■ **Problems and tasks**:
**a)** Name everyone who speaks in the eCommerce panel discussion transcript below, in the order they first appear.
**b)** In the eCommerce panel discussion transcript below, repeat the passage from "Kathy: Yeah, it’s" to "get turned off?".
**c)** Continue the eCommerce panel discussion transcript below, starting after its final line.

■ **Document section**:
/---

Kathy: That’s awesome.
Zach: Well, I really appreciate you guarding my sleep. It’s important.
Daniel: Absolutely, using these glasses to make it very not creepy.
Kathy: Zach, have you ever broke a checkout on Friday?
Zach: Not on Friday, but I’ve done it on Thursday and it’s almost just as bad. There’s so much that can go wrong when you’re updating a website in general. But especially an eCommerce site. And when something goes wrong on an eCommerce site, that’s revenue lost no matter what. And I really, first, I loved the allegory you used throughout the entire presentation giving us a person and a product that we were we grew to care about throughout the presentation.
And the fact that you covered all of these various ways that we can monitor not just your own product but other products, as well. I really liked the multi-layered approach and using things like uptime robot and I’ve used hotjar for watching users click through the site, too, it’s a remarkable thing to be able to do. And you figure out things you never figure out any other way. Right? People are trying to click on a picture. Oh, that’s just a picture. We don’t have a link there. Maybe we should make that a link. So all of these various types of monitoring really for store owners improve the overall experience for their customers.
Bob: And Allie, I was going to ask, you probably discovered all of the new things that could go wrong when you’re doing it with headless, right?
Allie: Yeah, I think — as well as, you know, the extended kind of development time, one of the things that we found with headless is all the edge cases that you don’t think are going to come up. Error handling. So when someone doesn’t put in their card information correctly and it’s kind of like, that’s coming from Stripe and how do you handle all of those error messages? And it’s like, all of those things that — I think I said it in my talk, a lot of things you do through development, they’ll be assumed. We know there are going to be error messages coming back, but with headless, it’s like everything, every single thing was an unknown and everything was oh, we have to factor that in. Oh, we have to factor that in. And it’s been fantastic as a learning experience, but super challenging.
Kathy: Yeah, it’s so funny when you think about headless or basically any kind of innovation, it sounds so great in theory and then, yeah, you get into it. And it’s just like, what is this growing over here? It’s just hard to be able to predict any of those things because in theory, it should work, but then in practice, there is all sorts of things that can trip you up and cause things to go haywire. It’s great to have a monitoring tool that’s not just looking at checkout and is checkout working, but is tax being collected? And did that get turned off?
And you brought up so many great points, Daniel, in your talk, about the different things that can go wrong with an eCommerce store front. It’s not just about, you know, did the sale close? There’s so many different moving parts. I love that somebody else is thinking about all of those things because when it comes to monitoring those, having to recreate the wheel is daunting.

\---

(Pointing dataset records)
/---

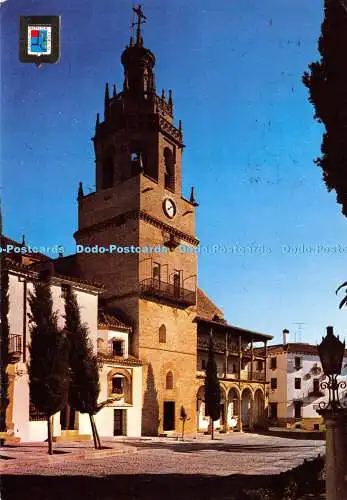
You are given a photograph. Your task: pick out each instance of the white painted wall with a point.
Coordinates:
(308, 361)
(88, 302)
(105, 418)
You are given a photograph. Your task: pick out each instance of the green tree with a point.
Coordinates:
(49, 356)
(84, 385)
(4, 346)
(212, 387)
(326, 81)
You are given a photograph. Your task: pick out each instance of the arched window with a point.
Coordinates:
(108, 170)
(118, 384)
(162, 334)
(169, 381)
(138, 158)
(169, 162)
(100, 343)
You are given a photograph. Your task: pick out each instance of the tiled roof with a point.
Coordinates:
(130, 360)
(294, 348)
(224, 326)
(205, 307)
(110, 321)
(4, 241)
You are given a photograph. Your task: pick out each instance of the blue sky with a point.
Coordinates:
(235, 68)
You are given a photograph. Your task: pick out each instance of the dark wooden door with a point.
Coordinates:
(118, 423)
(169, 416)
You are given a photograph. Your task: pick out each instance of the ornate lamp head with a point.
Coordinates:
(331, 351)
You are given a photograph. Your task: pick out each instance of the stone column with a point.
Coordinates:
(336, 453)
(251, 414)
(239, 420)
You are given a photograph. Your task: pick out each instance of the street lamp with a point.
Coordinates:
(331, 351)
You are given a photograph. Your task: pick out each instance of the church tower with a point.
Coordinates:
(138, 213)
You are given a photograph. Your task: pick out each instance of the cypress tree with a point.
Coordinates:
(326, 82)
(49, 356)
(4, 345)
(212, 388)
(183, 417)
(84, 385)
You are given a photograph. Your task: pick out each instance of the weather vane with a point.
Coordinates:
(141, 19)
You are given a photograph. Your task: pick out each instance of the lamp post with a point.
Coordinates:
(334, 412)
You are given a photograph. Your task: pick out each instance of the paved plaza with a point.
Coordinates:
(150, 467)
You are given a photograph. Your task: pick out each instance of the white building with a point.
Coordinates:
(294, 373)
(120, 374)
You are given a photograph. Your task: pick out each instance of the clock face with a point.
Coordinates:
(169, 208)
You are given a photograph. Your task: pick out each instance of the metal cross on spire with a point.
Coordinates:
(141, 19)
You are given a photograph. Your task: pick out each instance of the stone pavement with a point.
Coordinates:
(151, 467)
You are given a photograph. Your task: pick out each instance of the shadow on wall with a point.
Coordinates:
(150, 409)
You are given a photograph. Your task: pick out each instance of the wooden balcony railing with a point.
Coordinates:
(167, 291)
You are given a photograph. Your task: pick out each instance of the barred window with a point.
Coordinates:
(169, 381)
(162, 334)
(36, 415)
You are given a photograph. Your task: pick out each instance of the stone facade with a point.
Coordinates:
(22, 421)
(294, 374)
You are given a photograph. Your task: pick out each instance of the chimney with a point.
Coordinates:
(285, 333)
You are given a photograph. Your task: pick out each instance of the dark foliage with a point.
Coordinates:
(84, 375)
(212, 387)
(49, 351)
(326, 82)
(4, 347)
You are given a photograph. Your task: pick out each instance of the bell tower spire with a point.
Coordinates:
(141, 19)
(138, 62)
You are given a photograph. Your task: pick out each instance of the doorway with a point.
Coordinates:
(68, 419)
(119, 423)
(169, 416)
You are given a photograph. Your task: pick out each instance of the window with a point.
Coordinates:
(156, 271)
(297, 409)
(117, 348)
(273, 363)
(117, 385)
(107, 170)
(169, 162)
(316, 385)
(162, 334)
(273, 410)
(274, 383)
(100, 343)
(36, 415)
(297, 363)
(64, 290)
(169, 381)
(259, 366)
(177, 283)
(137, 158)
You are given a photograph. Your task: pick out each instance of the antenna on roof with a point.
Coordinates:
(298, 332)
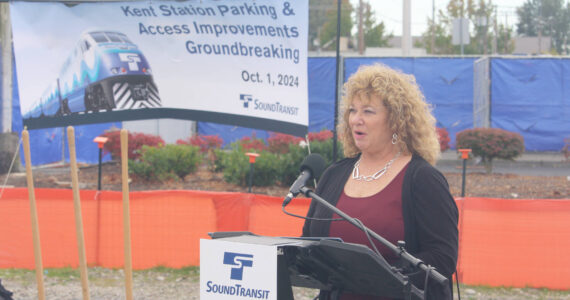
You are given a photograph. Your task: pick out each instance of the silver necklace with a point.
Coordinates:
(356, 173)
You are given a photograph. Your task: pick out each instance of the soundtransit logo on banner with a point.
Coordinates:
(238, 261)
(274, 107)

\---

■ **Results for the exercise**:
**a)** Kathy, Zach, Daniel, Bob, Allie

**b)**
Kathy: Yeah, it’s so funny when you think about headless or basically any kind of innovation, it sounds so great in theory and then, yeah, you get into it. And it’s just like, what is this growing over here? It’s just hard to be able to predict any of those things because in theory, it should work, but then in practice, there is all sorts of things that can trip you up and cause things to go haywire. It’s great to have a monitoring tool that’s not just looking at checkout and is checkout working, but is tax being collected? And did that get turned off?

**c)**
Zach: And the other important thing there, Kathy, it’s not just about, does WordPress and WooCommerce work? There are external services we integrate with, as well, that we have to monitor. What if ship station’s API goes down. We need to know that’s happened. And so, yeah, it’s a complex beast. It’s not just the website itself, it’s all of the other services and tools asked to integrate.
So you mentioned that you also, Daniel, have shop plugins, which is great specialty plugin company for WooCommerce. And I’ve used a number of your plugins through clients in the past. I really enjoy the subscriptions plugin you have, actually. I tend to tell all of my subscriptions customers to buy that.
Daniel: Awesome, thank you. That started out as a — that’s the tool box for subscriptions plugin that started out as a client project for coffee. So very much, very much similar to Dhruvin’s session today. And then, it — and then it kind of — the development of that kind of got to a point and then kind of stopped. So it is due a refresh. Because supporting a bunch of subscriptions commerce sites you see, again, with the user monitoring users and getting all of the customer requests, you see commonalities. And the checkout, the cancellation one is a huge one. Cancellation. Making that available. And then, also, I’ve gotten so many requests for one-time addition products. And that is — that’s top of the development queue. People want to be able to add items to their cart, have it renew and then have it drop off.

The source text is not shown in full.